Exercise description ->
Return, verbatim, the span of the Scopes trial text below that begins at "William Jennings Bryan" and stops after "Church in 1936.".

Excerpt ->
================================

William Jennings Bryan and the Scopes Monkey Trial
For such a famous trial, the legal stakes were relatively small: if found guilty, John Scopes would be fined $100. So why did the trial attract so much attention? Part of the reason is its relation to the Fundamentalist-Modernist Controversy.
Historians date the Fundamentalist-Modernist Controversy from 1922 to 1936, though its roots can be traced back another fifty years. By the mid 1920s, the battle between Fundamentalists, who believed in the literal truth of the Bible, and Modernists, who believed religion should progress with modern society, embroiled most Protestant denominations. It was particularly divisive among Presbyterians, contributing to the formation of the Orthodox Presbyterian Church in 1936.

================================

Extracted records ->
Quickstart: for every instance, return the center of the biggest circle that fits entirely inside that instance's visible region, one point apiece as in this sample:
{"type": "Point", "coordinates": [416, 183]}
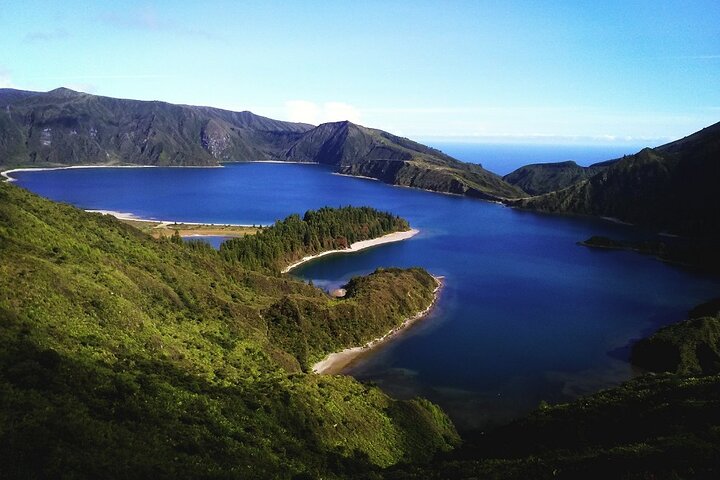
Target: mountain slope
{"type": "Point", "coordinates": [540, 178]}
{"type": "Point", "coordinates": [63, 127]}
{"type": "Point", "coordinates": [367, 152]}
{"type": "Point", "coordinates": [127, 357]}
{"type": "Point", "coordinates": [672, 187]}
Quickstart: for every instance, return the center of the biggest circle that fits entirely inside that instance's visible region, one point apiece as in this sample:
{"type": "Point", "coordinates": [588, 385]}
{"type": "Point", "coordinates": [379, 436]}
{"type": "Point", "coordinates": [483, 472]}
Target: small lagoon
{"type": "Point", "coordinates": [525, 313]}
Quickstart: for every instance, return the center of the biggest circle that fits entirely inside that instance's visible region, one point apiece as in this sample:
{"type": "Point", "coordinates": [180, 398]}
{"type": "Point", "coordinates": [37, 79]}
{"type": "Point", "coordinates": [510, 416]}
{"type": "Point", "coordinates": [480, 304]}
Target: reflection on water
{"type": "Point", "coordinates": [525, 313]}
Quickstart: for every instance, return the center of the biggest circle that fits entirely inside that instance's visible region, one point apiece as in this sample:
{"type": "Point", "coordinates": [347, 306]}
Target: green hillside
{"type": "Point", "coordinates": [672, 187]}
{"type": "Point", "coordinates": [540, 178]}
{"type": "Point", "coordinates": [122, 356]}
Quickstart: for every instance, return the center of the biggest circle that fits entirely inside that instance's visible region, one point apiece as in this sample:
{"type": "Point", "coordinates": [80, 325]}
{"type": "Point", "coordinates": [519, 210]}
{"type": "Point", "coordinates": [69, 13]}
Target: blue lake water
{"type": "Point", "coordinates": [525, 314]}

================================

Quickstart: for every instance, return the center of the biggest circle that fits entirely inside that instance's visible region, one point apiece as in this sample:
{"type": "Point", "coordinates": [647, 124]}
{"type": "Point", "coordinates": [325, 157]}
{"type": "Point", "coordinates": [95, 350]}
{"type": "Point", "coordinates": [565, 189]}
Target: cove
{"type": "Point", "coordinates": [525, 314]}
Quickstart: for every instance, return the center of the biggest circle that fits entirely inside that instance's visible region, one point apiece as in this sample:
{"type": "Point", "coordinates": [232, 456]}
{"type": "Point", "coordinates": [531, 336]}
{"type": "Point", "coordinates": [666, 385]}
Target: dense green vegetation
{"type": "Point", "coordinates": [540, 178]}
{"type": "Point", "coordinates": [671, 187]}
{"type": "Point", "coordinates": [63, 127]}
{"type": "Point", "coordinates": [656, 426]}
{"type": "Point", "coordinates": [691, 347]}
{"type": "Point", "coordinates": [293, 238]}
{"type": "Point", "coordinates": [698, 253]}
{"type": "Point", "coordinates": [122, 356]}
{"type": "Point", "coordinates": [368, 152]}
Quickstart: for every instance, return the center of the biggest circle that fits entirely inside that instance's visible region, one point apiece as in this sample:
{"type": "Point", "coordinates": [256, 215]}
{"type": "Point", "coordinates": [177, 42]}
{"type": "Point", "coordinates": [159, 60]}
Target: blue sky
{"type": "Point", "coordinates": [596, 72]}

================================

Task answer ->
William Jennings Bryan and the Scopes Monkey Trial
For such a famous trial, the legal stakes were relatively small: if found guilty, John Scopes would be fined $100. So why did the trial attract so much attention? Part of the reason is its relation to the Fundamentalist-Modernist Controversy.
Historians date the Fundamentalist-Modernist Controversy from 1922 to 1936, though its roots can be traced back another fifty years. By the mid 1920s, the battle between Fundamentalists, who believed in the literal truth of the Bible, and Modernists, who believed religion should progress with modern society, embroiled most Protestant denominations. It was particularly divisive among Presbyterians, contributing to the formation of the Orthodox Presbyterian Church in 1936.